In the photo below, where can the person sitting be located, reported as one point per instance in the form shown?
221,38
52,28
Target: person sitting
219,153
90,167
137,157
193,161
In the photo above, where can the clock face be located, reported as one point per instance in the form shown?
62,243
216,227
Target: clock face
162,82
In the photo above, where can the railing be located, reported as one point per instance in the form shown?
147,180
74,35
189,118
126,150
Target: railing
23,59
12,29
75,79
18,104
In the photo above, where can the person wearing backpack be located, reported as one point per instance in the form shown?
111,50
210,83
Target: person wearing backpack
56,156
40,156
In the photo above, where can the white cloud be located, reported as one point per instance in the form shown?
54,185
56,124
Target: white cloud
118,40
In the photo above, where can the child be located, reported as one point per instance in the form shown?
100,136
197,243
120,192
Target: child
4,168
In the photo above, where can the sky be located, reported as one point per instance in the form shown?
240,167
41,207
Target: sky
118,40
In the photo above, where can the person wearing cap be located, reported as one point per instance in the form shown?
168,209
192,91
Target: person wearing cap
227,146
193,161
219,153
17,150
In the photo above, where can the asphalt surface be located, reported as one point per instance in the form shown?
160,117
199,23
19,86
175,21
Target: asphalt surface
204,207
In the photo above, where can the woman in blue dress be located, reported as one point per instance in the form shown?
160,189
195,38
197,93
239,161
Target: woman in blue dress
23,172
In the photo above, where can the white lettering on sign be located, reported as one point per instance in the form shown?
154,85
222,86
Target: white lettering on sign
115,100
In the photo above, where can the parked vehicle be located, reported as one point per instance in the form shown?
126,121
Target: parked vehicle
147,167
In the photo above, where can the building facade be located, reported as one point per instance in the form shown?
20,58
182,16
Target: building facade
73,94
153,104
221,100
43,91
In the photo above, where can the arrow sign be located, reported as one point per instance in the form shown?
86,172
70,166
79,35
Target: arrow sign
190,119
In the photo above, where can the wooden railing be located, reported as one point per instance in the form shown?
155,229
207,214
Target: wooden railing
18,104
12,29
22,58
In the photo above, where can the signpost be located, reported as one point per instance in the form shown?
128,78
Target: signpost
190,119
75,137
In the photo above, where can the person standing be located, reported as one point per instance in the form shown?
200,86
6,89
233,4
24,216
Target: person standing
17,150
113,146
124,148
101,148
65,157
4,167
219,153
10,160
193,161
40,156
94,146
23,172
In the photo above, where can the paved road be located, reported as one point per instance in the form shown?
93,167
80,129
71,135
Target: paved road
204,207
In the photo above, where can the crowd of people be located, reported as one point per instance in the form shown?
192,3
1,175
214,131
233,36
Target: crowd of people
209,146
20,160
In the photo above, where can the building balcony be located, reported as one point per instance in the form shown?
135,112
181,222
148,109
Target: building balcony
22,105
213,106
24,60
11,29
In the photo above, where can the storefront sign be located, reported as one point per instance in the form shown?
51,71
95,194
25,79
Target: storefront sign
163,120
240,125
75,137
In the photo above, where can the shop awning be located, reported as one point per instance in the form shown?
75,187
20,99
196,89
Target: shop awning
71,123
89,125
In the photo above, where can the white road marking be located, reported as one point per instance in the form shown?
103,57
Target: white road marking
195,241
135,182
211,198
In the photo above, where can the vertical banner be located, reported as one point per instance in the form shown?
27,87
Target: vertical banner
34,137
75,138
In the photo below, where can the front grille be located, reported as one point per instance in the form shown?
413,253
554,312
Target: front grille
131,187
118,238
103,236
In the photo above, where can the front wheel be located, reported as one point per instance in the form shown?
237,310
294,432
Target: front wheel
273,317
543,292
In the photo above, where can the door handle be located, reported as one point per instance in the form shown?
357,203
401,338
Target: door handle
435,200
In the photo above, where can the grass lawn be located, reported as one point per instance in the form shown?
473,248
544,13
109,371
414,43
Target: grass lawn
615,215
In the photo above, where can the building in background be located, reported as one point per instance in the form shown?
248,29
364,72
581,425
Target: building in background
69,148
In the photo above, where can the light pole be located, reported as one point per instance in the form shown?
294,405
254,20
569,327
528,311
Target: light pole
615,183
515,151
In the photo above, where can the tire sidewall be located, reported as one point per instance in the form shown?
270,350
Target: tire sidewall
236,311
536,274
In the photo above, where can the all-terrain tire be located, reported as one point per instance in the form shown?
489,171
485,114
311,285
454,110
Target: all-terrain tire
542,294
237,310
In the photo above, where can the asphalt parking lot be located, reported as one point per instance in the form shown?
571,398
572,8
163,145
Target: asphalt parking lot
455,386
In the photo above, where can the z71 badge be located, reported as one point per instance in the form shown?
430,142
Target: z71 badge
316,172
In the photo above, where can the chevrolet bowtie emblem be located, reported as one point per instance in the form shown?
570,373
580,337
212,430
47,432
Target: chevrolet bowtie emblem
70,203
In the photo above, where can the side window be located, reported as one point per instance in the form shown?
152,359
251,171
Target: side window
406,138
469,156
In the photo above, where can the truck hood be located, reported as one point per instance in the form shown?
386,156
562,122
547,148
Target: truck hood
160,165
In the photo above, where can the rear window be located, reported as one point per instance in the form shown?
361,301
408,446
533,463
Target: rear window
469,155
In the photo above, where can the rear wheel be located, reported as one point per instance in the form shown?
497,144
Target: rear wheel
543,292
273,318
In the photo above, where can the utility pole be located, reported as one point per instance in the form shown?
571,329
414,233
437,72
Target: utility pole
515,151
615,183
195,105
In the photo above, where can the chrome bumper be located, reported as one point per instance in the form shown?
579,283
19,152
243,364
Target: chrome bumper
------------------------------------------------------------
Exercise details:
What is needed is every line of the records that contains the word "bumper".

Written response:
In the photo above, where can the chrome bumper be located, reported as one point per instance in the form shown?
Target: chrome bumper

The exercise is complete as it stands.